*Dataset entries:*
**********

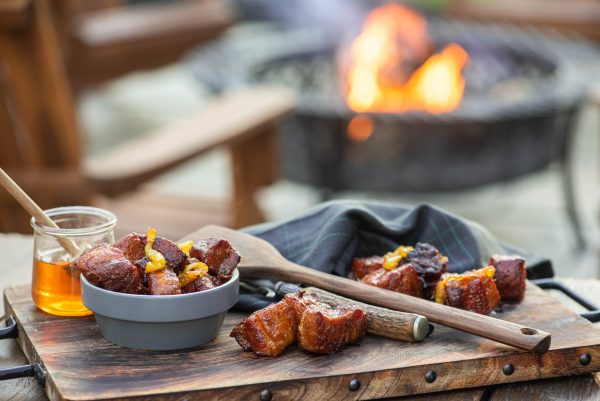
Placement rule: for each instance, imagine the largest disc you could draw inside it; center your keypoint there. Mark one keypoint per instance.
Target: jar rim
(109, 223)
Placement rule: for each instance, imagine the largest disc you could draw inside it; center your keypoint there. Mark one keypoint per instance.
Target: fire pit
(521, 92)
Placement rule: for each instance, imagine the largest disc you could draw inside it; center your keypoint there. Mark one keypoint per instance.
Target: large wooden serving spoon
(261, 260)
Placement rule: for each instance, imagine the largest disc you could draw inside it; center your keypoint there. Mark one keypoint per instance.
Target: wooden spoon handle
(484, 326)
(34, 210)
(401, 326)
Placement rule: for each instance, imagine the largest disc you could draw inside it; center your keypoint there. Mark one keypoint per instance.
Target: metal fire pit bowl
(523, 89)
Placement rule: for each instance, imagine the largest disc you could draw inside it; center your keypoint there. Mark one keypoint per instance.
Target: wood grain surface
(80, 364)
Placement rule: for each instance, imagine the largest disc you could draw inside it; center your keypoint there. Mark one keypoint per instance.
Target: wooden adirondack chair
(40, 143)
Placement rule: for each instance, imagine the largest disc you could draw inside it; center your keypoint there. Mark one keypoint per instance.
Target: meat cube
(474, 291)
(106, 267)
(200, 284)
(325, 330)
(141, 266)
(299, 301)
(132, 246)
(163, 282)
(219, 256)
(174, 257)
(403, 279)
(511, 277)
(267, 332)
(429, 264)
(363, 266)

**********

*Exercise:*
Nothing but the pictures is to be left out; repeat the data exactly.

*Task response:*
Placement rule: for each instance, imagine the largest disc you could draw inside it; center your keypoint there. Mark one keypoint per instance.
Target: jar rim
(109, 223)
Placement rule: for each instance, imagine the largest disc you could draw inside it; center your keypoint there. Mark one keypoint per instance.
Target: fire pit
(521, 92)
Placement rule: for each instance, imagine the largest disc you could draw inside it; center your keypoint there. Mark one keypoint per instance.
Target: large wooden serving spoon
(261, 260)
Placement rule: for each instance, imagine the largest disc you could draw inside it; center your keypoint there. Mark one keypoint per instance.
Target: wooden spoon handle
(484, 326)
(34, 210)
(401, 326)
Placement rule: for each instance, imagine the largest disc you could draw inside it; center your keypoint there. Mark one keypoint per instance.
Target: metal fire pit bowl
(523, 89)
Placement rule: for each instance, imagine the largest disc you could draw inside it; center your keypoint there. Mark one keypoint per instance.
Target: wood grain surface
(80, 364)
Placement rule: for each instance, imagine the largest disc you could draw inside it; center your keypoint there. Mark one keypoint per instance.
Target: wooden adirondack chair
(40, 143)
Placement rule: for each instance, imagine the largest disc you could draw inside it; center your keypoint there. Mark one keypoint per instance.
Target: meat cube
(474, 291)
(106, 267)
(200, 284)
(325, 330)
(141, 266)
(299, 301)
(132, 246)
(163, 282)
(219, 256)
(174, 257)
(403, 279)
(511, 277)
(267, 332)
(429, 264)
(363, 266)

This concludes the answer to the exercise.